■ Stated problem ■
Convert the data below into a two-column CSV with the header text,point. Each row should pair a line of wording with the coordinates that follow it, with every field in double quotes, line breaks turned into spaces, and the pictures left out.

■ Provided data ■
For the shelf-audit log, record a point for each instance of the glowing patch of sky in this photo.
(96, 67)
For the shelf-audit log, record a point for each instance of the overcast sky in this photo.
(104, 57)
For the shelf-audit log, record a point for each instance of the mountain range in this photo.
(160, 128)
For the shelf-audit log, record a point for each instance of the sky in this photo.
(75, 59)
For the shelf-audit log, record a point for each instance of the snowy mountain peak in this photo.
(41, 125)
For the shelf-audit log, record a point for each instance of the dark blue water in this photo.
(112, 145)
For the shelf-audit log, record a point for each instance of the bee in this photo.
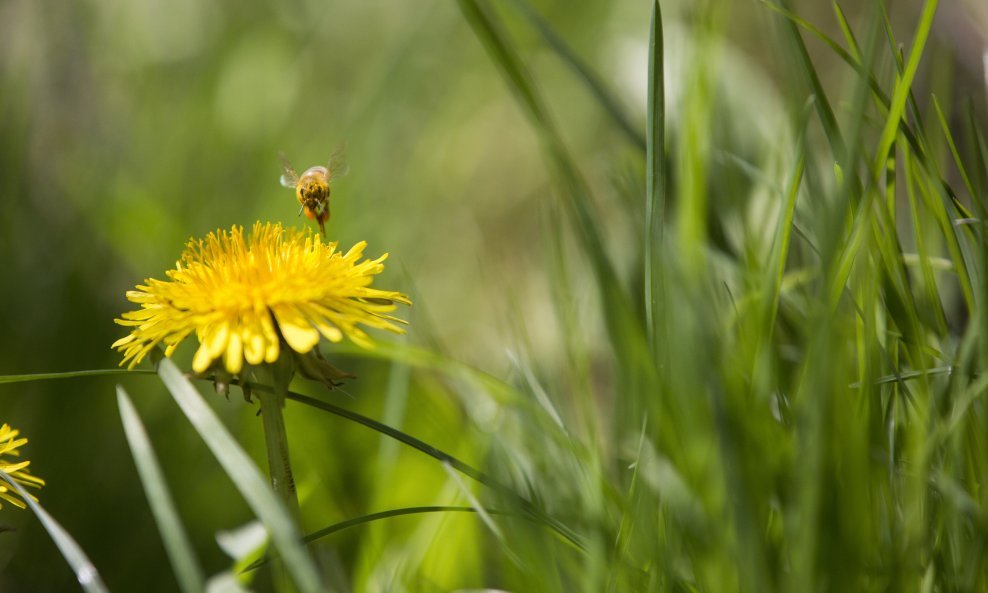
(312, 187)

■ Correct result ■
text,point
"For the shelf-audit log, record a point for each instance of the glowing patch of sky in this photo.","(96, 67)"
"For the shelf-audit log, record a point for each instance of the overcast sky in this photo.","(104, 57)"
"For the shelf-audit log, record a point for each instance of the mountain range in this photo.","(160, 128)"
"For the shelf-audit log, record a point for each instance of the sky in this photo.","(75, 59)"
"For the shelf-audit log, record a point for each instance of the snowy mountain peak in this photo.","(41, 125)"
"For the shelf-audit log, record a point for each instance of the dark blue water in this photo.","(112, 145)"
"For the shelf-audit log, record a point for each instance of the bee in this photo.","(312, 187)"